--- begin Records provided ---
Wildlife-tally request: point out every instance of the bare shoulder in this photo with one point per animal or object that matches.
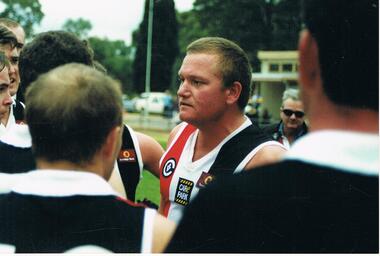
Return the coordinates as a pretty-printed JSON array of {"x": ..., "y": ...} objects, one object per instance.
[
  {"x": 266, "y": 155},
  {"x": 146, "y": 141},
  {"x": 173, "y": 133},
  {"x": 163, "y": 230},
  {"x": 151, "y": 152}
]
--- end Records provided ---
Set task —
Your task is to reproduce all of the material exactly. The pictures stay out.

Output below —
Wildlife-tally request: point out every instance of the bare shoulder in this photo with one point per animal or object that matches.
Return the coordinates as a pretty-printed JSON array of {"x": ..., "y": ...} objects, one object per instance.
[
  {"x": 266, "y": 155},
  {"x": 146, "y": 141},
  {"x": 173, "y": 133},
  {"x": 163, "y": 230},
  {"x": 151, "y": 152}
]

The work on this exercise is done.